**TASK OBJECTIVE:**
In the entries below, reproduce word for word everything from the line containing "like x=71, y=617." down to the line containing "x=226, y=792", both of those lines included, and nothing else.

**Location identification entries:**
--- Begin ---

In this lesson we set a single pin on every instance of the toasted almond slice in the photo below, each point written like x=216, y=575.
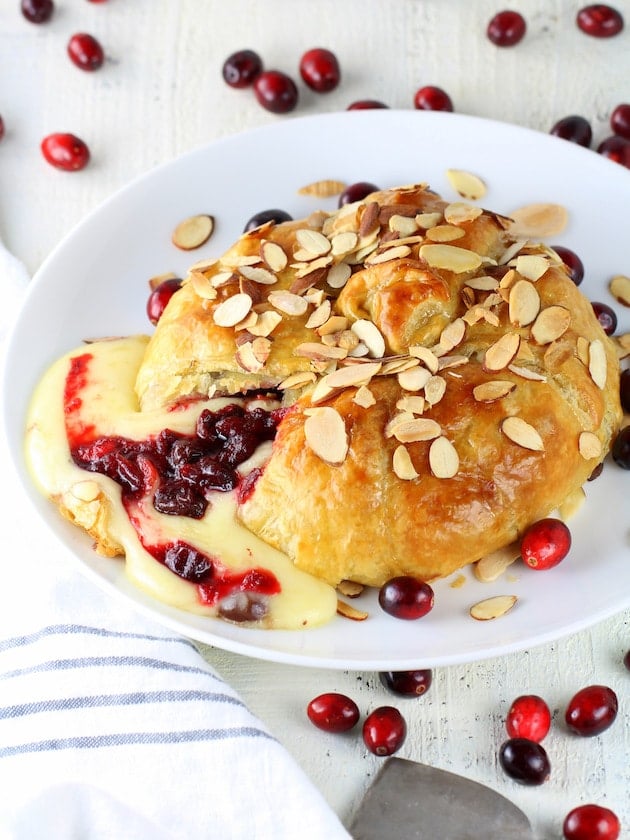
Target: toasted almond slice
x=232, y=310
x=524, y=303
x=467, y=184
x=325, y=433
x=551, y=323
x=494, y=390
x=193, y=232
x=491, y=608
x=443, y=458
x=402, y=464
x=500, y=354
x=450, y=258
x=522, y=433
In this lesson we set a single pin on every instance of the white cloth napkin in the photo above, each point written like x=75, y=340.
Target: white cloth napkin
x=111, y=726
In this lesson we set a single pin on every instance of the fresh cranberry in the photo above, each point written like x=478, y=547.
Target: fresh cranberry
x=274, y=215
x=591, y=822
x=407, y=683
x=606, y=317
x=529, y=717
x=620, y=120
x=160, y=296
x=506, y=28
x=431, y=98
x=545, y=543
x=384, y=731
x=320, y=70
x=65, y=151
x=366, y=105
x=576, y=129
x=572, y=262
x=592, y=710
x=599, y=20
x=616, y=148
x=85, y=51
x=333, y=712
x=241, y=68
x=406, y=597
x=276, y=91
x=356, y=192
x=37, y=11
x=525, y=761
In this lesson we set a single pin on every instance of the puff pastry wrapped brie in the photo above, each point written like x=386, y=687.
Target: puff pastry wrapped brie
x=446, y=383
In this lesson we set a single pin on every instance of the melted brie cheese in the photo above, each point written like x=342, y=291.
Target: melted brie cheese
x=109, y=404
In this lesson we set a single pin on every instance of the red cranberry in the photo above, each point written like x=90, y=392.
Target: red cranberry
x=65, y=151
x=525, y=761
x=506, y=28
x=606, y=317
x=616, y=148
x=366, y=105
x=545, y=543
x=333, y=712
x=431, y=98
x=529, y=717
x=600, y=20
x=320, y=70
x=406, y=597
x=37, y=11
x=407, y=683
x=356, y=192
x=592, y=710
x=576, y=129
x=85, y=51
x=572, y=262
x=241, y=68
x=276, y=91
x=384, y=731
x=620, y=120
x=591, y=822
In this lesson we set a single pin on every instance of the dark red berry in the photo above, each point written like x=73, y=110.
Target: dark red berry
x=384, y=731
x=525, y=761
x=333, y=712
x=545, y=543
x=407, y=683
x=506, y=28
x=276, y=91
x=620, y=120
x=65, y=151
x=320, y=70
x=431, y=98
x=592, y=710
x=160, y=296
x=591, y=822
x=529, y=717
x=241, y=68
x=406, y=597
x=616, y=148
x=37, y=11
x=85, y=51
x=599, y=20
x=572, y=262
x=576, y=129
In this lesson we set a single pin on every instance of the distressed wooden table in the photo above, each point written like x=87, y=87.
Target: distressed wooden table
x=159, y=95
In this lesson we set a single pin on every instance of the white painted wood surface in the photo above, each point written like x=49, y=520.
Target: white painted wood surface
x=160, y=95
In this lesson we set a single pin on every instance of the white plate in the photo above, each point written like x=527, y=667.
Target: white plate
x=95, y=283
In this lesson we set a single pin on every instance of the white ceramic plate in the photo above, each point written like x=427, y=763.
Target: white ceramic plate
x=95, y=283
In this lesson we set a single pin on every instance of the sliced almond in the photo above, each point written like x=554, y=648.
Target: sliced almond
x=193, y=232
x=522, y=433
x=325, y=433
x=491, y=608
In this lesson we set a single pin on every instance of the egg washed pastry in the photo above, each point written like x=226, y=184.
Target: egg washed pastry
x=446, y=382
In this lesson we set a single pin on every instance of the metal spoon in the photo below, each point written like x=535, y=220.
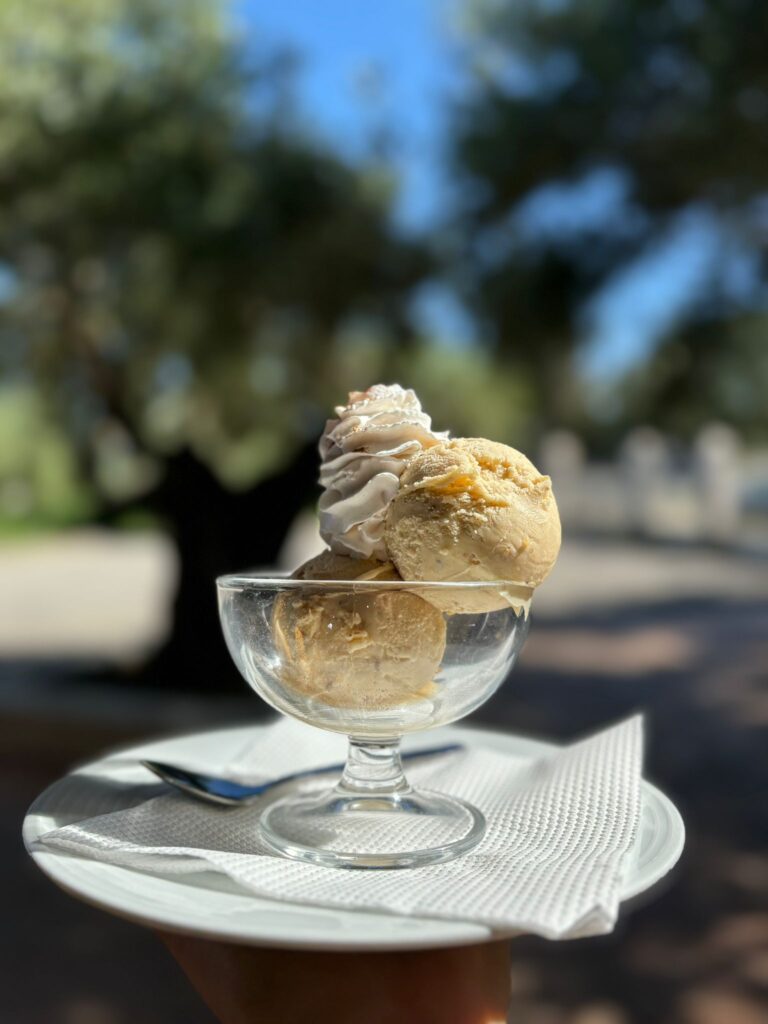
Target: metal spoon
x=228, y=794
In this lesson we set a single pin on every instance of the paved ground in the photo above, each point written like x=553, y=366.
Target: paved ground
x=680, y=634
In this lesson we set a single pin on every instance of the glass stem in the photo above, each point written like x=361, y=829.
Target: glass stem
x=374, y=768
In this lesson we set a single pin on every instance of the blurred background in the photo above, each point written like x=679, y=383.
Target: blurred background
x=550, y=218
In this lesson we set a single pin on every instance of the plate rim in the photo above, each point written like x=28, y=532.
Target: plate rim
x=57, y=865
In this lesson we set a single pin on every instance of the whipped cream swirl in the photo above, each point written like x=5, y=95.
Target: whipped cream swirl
x=364, y=453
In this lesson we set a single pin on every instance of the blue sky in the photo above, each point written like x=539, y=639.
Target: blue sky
x=394, y=64
x=361, y=65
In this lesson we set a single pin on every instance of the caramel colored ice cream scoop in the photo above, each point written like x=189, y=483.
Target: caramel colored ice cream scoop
x=470, y=509
x=372, y=649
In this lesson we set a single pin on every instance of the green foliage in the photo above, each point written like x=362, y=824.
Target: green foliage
x=671, y=97
x=180, y=264
x=721, y=366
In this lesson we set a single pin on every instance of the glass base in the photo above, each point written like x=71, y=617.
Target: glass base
x=397, y=829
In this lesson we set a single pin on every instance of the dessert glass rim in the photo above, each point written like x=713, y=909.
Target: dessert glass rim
x=275, y=580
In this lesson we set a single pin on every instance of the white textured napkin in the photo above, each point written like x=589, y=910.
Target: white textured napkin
x=559, y=829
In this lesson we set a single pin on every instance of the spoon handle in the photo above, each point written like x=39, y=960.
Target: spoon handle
x=226, y=792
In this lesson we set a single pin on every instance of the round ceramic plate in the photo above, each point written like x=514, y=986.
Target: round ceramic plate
x=210, y=904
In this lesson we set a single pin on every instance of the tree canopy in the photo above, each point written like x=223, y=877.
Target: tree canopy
x=664, y=104
x=179, y=262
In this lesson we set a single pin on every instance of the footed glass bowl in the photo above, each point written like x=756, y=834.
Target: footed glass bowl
x=373, y=659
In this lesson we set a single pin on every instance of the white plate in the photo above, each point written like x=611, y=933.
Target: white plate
x=212, y=905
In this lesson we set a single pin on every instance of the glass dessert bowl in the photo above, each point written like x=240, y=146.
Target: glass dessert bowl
x=373, y=659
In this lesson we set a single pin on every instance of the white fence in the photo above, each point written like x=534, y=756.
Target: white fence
x=714, y=492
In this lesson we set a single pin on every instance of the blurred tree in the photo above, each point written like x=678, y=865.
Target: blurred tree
x=177, y=263
x=590, y=130
x=711, y=369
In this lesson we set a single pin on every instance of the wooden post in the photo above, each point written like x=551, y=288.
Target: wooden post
x=250, y=985
x=718, y=473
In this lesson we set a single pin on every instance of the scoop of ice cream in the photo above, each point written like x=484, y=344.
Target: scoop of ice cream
x=472, y=509
x=364, y=453
x=372, y=649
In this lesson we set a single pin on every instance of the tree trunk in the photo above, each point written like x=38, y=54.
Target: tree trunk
x=218, y=531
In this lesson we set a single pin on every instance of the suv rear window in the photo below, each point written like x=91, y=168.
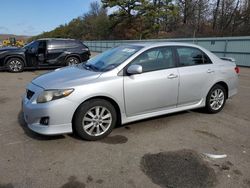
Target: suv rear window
x=72, y=44
x=57, y=44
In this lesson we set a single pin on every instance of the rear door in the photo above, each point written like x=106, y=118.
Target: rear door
x=156, y=88
x=196, y=73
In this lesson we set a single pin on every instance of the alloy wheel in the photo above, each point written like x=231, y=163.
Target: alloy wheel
x=217, y=99
x=15, y=65
x=97, y=121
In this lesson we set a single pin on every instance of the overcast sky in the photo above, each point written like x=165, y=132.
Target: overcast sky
x=32, y=17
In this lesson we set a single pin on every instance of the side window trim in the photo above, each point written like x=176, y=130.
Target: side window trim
x=173, y=56
x=178, y=58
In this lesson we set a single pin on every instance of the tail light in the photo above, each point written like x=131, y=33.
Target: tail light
x=237, y=70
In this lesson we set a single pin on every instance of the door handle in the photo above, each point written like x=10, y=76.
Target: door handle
x=210, y=71
x=171, y=76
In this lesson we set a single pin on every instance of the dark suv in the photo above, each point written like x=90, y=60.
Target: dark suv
x=44, y=53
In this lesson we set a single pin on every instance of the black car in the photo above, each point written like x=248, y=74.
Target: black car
x=44, y=53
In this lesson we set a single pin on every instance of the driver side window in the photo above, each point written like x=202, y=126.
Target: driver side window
x=155, y=59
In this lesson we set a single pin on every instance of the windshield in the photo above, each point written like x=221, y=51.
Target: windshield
x=28, y=45
x=111, y=58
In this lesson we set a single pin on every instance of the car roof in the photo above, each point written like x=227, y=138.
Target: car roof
x=158, y=44
x=57, y=39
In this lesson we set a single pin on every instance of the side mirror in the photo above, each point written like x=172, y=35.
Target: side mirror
x=134, y=69
x=40, y=57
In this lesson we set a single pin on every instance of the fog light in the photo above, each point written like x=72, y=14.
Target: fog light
x=44, y=121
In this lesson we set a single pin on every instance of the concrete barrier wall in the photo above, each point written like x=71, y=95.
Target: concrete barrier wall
x=236, y=47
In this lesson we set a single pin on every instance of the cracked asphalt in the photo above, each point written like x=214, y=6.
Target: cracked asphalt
x=160, y=152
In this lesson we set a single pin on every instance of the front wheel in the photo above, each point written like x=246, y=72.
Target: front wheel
x=15, y=65
x=95, y=119
x=216, y=99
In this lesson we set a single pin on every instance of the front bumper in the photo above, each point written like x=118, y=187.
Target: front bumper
x=60, y=113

--- End ---

**PROBLEM SOLUTION:**
In this lesson we set a single pin on every instance of the glass base in the photo above, each point written like x=71, y=617.
Target: glass base
x=397, y=829
In this lesson we set a single pin on every instance of the dessert glass rim in the photo above, each point written like x=713, y=909.
Target: dessert glass rim
x=275, y=580
In this lesson we set a single pin on every instance of the white textured napkin in the photo above, each point written like x=589, y=910.
Target: white textured napkin
x=559, y=829
In this lesson we set a single pin on every instance of the spoon handle in the photo above, each point written like x=39, y=960.
Target: spoon handle
x=226, y=792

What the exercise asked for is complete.